[Dataset records]
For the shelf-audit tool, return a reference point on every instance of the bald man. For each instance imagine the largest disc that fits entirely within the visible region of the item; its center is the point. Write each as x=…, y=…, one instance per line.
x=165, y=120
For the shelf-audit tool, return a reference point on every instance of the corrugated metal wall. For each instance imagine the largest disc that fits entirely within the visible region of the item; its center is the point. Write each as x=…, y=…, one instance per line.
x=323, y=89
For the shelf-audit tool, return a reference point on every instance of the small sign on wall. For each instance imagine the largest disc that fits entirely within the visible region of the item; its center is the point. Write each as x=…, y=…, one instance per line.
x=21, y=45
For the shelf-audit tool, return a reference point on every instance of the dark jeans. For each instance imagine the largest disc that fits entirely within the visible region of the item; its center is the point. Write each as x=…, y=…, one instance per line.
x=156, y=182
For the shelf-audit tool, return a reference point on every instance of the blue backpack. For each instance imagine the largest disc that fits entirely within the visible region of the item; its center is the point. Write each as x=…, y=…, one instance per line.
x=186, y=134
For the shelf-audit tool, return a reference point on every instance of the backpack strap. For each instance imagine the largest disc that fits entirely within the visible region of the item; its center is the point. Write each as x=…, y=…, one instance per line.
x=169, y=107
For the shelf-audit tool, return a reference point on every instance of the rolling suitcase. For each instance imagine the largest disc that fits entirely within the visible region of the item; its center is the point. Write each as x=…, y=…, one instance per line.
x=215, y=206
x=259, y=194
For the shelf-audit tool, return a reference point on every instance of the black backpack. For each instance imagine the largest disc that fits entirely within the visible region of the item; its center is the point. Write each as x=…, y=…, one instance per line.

• Exercise requirements
Each entry, exactly as written, should be set down once more.

• Exercise output
For the shelf-audit tool, return a reference point on every instance of the bald man. For each instance imagine the largest disc that fits entirely within the visible region of the item; its center is the point. Write each as x=…, y=…, one instance per line.
x=165, y=120
For the shelf-audit tool, return a reference point on every instance of the corrugated metal wall. For each instance imagine the largest disc that fits entirely within the visible region of the item; its center is the point. Write each as x=…, y=…, one instance per line.
x=323, y=89
For the shelf-audit tool, return a reference point on every instance of the small sign on wall. For each instance imagine the largest disc that fits entirely within the visible region of the item; its center is the point. Write each as x=…, y=…, one instance per line.
x=21, y=45
For the shelf-audit tool, return a reference point on every instance of the dark jeans. For each instance imagine the largest disc that fits entirely within the visible region of the item; its center is the point. Write each as x=…, y=…, one instance per line.
x=156, y=182
For the shelf-audit tool, return a reference point on every instance of the blue backpack. For each instance imagine the largest disc that fits entirely within the visible region of the item; its center is the point. Write each as x=…, y=…, one instance per line.
x=186, y=134
For the shelf-audit tool, return a reference point on every instance of the backpack strap. For each instance imagine the largest disc that fits entirely within the visible region of the item; its center is the point. Write each as x=…, y=…, one instance per line.
x=169, y=107
For the shelf-audit tool, return a reference point on every instance of the rolling suitcase. For each instance imagine the largest disc that fits entirely within the visible region of the item; its center is the point. Write each as x=…, y=…, one instance per line.
x=215, y=206
x=259, y=194
For the shelf-audit tool, return a reference point on every instance of the black backpack. For each instance imagine the largest disc that fits entirely within the visible region of the item; its center is the point. Write each as x=…, y=…, one instance per line.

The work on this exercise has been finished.